**Task instructions:**
Report each line of the material below that contains the word "railing", copying every such line in full.

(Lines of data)

==================================================

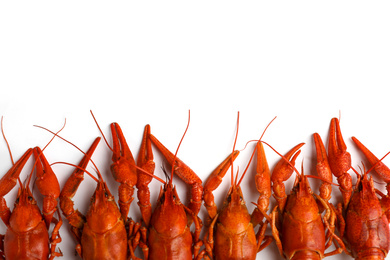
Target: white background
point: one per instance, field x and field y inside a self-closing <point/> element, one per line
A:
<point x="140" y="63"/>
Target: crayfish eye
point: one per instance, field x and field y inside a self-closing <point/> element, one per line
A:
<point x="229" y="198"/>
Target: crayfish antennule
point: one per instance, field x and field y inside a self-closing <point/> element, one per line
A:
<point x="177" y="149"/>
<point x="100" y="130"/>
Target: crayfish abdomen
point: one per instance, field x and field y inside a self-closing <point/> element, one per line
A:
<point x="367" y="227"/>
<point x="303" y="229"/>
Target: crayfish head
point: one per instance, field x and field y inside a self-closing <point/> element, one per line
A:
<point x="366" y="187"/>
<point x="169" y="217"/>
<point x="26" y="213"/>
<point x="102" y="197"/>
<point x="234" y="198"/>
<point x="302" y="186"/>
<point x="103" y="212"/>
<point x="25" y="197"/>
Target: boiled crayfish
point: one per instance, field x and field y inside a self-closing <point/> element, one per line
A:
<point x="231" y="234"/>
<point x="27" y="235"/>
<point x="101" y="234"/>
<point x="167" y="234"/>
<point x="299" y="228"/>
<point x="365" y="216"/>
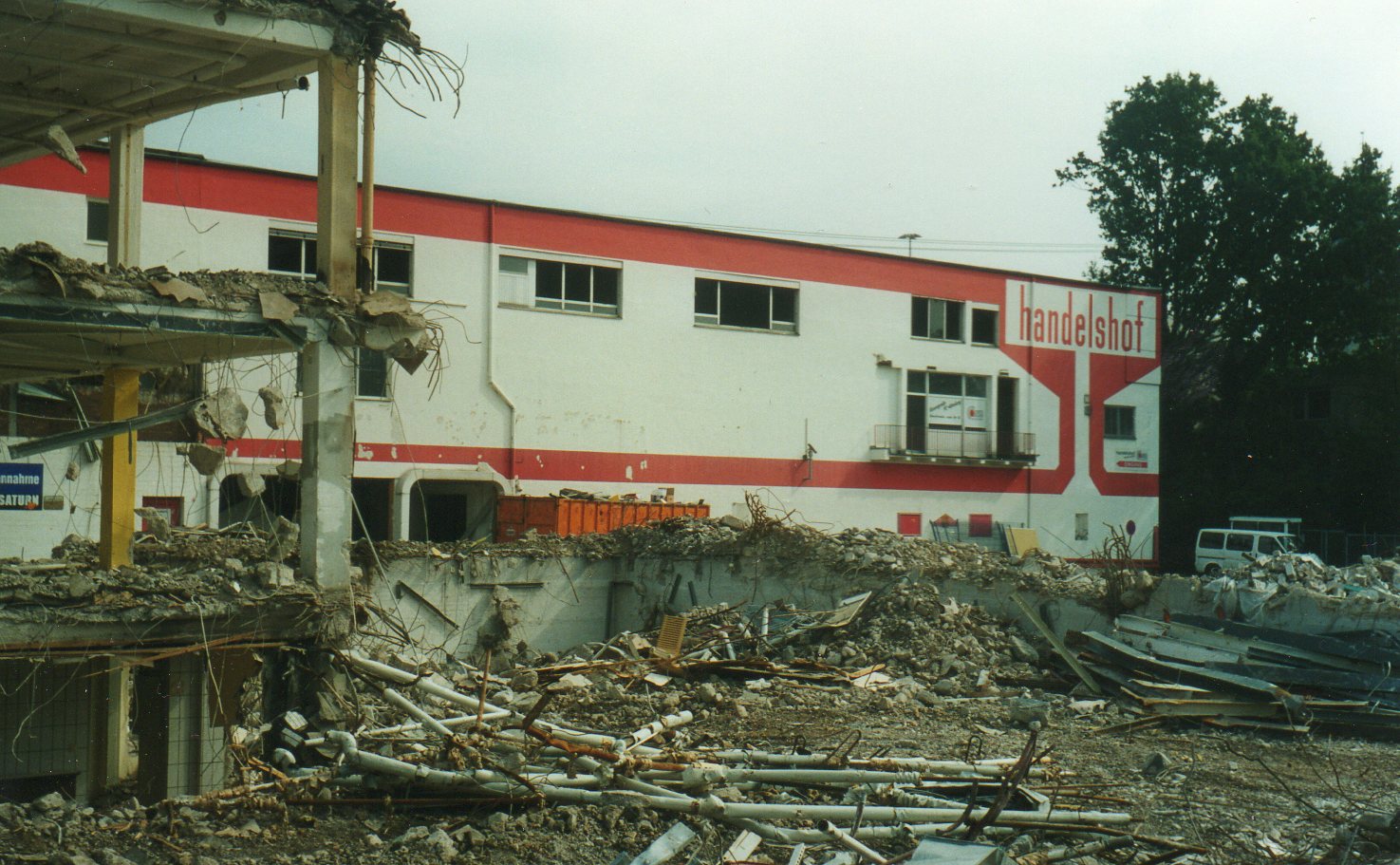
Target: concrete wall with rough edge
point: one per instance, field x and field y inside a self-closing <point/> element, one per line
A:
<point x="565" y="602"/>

==================================================

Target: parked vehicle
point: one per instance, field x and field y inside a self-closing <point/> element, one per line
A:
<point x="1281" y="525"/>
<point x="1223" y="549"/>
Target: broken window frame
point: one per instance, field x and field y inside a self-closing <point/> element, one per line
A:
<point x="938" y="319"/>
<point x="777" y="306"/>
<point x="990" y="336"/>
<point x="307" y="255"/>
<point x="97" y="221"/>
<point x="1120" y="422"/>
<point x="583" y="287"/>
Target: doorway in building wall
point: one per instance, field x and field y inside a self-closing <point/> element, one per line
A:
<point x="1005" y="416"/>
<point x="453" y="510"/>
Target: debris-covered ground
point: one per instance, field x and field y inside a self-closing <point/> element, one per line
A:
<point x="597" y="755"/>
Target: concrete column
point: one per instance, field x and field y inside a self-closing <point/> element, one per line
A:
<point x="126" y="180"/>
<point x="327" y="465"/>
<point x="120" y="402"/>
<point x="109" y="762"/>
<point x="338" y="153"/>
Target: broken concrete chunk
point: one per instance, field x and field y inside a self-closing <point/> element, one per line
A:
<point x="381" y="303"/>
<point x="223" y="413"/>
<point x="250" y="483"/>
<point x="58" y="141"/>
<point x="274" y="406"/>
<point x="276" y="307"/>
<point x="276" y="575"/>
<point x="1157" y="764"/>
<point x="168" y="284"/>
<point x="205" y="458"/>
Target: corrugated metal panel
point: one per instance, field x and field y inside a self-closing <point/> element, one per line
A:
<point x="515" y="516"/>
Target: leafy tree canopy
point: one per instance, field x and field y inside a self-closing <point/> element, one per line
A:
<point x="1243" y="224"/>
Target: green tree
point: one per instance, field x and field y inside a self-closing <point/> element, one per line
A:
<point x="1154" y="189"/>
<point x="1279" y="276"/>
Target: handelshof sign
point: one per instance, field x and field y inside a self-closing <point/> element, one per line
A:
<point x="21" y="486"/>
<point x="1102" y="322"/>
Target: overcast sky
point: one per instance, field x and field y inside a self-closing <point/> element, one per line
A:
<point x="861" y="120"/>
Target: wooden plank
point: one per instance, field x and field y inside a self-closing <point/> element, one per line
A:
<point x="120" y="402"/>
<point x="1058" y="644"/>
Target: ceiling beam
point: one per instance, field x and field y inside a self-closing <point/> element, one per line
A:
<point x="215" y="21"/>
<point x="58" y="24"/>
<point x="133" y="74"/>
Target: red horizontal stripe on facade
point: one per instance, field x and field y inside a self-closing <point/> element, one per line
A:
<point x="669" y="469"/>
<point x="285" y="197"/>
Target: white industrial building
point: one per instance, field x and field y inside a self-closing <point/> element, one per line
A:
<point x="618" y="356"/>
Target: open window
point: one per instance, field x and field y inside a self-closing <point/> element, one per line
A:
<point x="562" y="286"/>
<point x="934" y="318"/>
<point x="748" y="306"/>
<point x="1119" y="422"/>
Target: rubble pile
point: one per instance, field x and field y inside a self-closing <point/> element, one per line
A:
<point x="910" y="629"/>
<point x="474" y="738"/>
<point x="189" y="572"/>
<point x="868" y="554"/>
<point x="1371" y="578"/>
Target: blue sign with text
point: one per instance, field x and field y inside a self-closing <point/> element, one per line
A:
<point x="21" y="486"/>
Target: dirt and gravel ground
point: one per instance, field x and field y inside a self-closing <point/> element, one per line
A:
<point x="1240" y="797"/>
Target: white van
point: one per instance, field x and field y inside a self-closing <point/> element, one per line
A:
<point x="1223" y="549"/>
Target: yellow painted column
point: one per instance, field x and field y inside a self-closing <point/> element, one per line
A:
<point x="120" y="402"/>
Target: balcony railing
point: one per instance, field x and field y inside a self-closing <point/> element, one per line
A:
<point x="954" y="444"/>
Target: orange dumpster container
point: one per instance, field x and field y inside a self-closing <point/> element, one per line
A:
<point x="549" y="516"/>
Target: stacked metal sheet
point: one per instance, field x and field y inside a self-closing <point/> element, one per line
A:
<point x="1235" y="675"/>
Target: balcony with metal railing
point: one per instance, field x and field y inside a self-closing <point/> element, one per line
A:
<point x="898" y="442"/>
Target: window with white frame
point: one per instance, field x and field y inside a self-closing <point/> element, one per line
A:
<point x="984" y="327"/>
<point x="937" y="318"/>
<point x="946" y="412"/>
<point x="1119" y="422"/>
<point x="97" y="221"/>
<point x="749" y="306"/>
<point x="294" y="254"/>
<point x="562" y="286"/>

==================================================

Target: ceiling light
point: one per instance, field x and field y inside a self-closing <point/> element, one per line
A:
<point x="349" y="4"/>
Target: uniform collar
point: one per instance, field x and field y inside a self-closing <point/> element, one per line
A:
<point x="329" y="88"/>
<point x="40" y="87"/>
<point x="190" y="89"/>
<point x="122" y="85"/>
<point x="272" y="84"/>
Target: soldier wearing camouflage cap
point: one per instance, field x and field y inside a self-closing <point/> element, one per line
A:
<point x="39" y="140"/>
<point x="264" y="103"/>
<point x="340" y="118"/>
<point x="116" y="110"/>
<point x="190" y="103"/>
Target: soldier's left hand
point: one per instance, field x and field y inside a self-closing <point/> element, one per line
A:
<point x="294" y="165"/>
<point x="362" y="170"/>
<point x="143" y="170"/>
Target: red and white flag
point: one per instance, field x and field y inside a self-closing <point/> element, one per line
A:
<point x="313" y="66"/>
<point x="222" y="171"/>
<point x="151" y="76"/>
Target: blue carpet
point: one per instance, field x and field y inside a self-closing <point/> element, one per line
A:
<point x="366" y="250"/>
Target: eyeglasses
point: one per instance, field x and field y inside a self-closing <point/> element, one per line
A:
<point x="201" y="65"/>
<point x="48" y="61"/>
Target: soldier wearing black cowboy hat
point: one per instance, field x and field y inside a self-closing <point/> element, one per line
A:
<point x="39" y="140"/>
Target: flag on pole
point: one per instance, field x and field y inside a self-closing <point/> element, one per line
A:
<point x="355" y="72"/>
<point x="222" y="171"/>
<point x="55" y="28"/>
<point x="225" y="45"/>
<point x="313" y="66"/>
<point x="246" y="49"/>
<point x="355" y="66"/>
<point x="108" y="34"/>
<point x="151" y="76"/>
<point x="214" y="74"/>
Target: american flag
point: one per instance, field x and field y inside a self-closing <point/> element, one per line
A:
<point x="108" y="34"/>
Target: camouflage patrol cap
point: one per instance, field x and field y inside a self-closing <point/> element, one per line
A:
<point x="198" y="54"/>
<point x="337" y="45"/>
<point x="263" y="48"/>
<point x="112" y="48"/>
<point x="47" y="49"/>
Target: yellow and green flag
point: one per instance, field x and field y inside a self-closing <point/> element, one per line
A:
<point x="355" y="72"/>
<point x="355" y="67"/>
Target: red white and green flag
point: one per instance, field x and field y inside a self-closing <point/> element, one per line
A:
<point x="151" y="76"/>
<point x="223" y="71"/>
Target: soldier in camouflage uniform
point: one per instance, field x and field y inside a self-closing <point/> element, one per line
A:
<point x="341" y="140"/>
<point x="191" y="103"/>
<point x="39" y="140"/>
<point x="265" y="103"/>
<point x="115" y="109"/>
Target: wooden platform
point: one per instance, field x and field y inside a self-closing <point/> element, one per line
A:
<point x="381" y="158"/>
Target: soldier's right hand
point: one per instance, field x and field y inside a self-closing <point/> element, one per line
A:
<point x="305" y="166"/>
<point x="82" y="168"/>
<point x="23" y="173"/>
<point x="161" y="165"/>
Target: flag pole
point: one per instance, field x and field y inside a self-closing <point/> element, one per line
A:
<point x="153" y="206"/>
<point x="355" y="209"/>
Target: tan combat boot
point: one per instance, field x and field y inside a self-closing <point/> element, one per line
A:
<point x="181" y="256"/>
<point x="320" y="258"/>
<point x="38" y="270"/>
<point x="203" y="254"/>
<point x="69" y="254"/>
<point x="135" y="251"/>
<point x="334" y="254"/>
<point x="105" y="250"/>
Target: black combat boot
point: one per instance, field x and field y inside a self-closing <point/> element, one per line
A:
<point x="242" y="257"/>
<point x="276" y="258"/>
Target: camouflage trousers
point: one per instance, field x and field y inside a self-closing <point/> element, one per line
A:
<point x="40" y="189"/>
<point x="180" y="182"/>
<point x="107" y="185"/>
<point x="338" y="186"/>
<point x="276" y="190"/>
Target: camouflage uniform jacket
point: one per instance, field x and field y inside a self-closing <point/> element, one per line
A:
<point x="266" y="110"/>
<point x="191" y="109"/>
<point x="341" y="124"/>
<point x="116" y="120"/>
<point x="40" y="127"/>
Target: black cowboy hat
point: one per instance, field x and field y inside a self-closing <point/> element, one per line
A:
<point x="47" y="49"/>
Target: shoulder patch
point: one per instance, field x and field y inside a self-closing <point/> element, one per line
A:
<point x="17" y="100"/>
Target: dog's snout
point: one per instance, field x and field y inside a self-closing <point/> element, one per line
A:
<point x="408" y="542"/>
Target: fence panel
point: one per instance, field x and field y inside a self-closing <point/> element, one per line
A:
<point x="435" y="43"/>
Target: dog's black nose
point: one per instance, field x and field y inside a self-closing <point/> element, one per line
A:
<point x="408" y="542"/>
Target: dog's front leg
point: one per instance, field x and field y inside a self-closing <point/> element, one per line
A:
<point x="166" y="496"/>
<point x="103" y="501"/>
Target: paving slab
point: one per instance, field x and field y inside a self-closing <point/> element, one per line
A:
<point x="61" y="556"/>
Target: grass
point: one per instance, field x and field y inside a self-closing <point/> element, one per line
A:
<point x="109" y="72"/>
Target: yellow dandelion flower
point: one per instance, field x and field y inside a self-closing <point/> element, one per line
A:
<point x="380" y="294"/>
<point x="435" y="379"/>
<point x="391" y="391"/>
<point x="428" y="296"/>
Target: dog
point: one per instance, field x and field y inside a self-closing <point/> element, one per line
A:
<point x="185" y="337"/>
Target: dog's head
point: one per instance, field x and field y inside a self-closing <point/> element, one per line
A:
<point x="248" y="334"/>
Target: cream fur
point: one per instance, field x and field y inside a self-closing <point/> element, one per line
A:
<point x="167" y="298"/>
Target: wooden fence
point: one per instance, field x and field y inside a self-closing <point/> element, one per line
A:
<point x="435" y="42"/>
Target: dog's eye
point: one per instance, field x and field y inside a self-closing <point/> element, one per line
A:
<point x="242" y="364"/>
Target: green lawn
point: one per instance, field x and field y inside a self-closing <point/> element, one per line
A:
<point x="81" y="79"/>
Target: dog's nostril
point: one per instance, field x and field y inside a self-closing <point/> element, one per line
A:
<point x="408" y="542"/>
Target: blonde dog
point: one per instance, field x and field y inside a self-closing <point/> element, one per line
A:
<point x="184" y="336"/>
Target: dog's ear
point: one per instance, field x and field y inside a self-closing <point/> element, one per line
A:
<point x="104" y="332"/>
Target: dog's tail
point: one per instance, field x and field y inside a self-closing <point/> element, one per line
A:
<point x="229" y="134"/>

==================================================

**Output:**
Target: balcony railing
Target: balcony with metal railing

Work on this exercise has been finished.